> PROBLEM DETAILS
Copy the rows below word for word, starting with the line containing "Practice. Find the pink" and going on through the line containing "pixel 144 165", and leave the pictures out of your answer.

-- SUPPLIED MATERIAL start --

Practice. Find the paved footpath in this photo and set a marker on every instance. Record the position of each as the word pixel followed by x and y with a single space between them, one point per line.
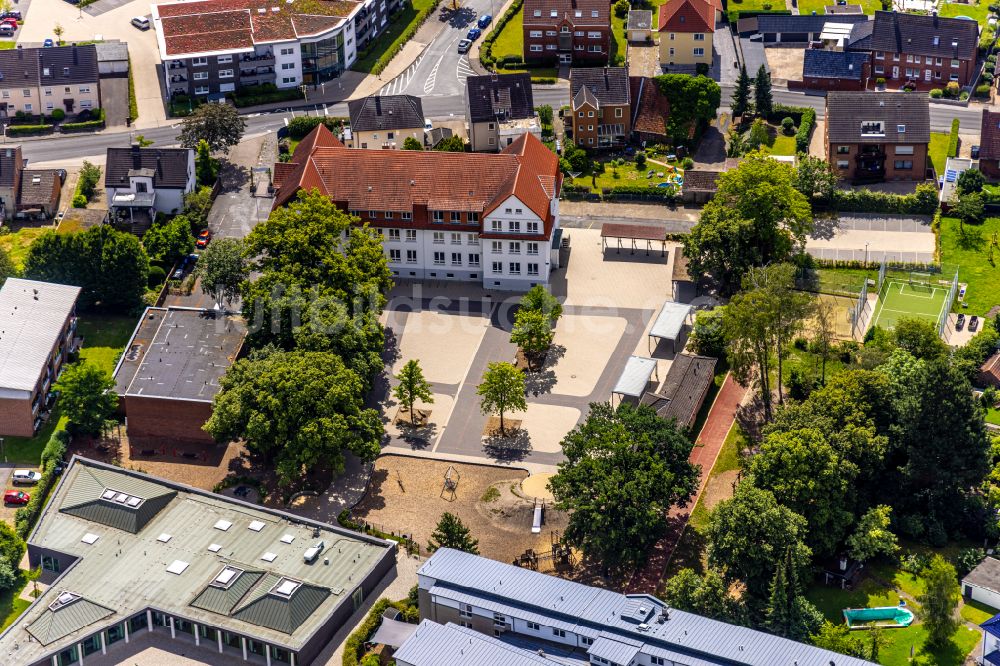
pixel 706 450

-- SUPPLIED MATERIAL end --
-- SUPPLIED MATERIAL start --

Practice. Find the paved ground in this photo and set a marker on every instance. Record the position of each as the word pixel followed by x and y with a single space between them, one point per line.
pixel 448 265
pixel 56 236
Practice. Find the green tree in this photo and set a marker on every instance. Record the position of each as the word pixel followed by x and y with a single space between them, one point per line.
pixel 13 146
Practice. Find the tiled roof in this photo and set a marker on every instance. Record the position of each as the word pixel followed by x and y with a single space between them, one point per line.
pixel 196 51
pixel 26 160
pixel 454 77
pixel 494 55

-- SUPPLIED MATERIAL end --
-- SUPPLIED MATERIAL start --

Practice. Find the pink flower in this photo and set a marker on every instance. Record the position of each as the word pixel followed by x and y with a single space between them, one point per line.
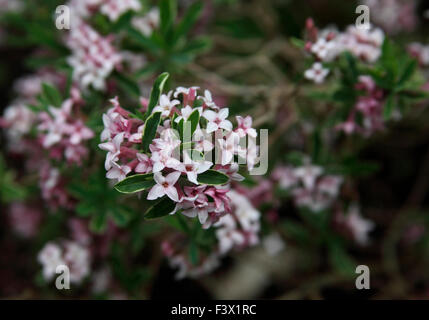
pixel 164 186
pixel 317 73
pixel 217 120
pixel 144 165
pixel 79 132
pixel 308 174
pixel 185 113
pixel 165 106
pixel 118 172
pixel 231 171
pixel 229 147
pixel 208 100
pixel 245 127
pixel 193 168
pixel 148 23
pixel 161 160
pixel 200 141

-- SUPPLIED MATERIAL end --

> ANSWER TO THIS TASK
Practice. Find the pink flower in this photo and set a marker on every instance. Record the position of each as the word pixel followed by x and y with a single space between them, one point per line.
pixel 164 186
pixel 317 73
pixel 217 120
pixel 144 165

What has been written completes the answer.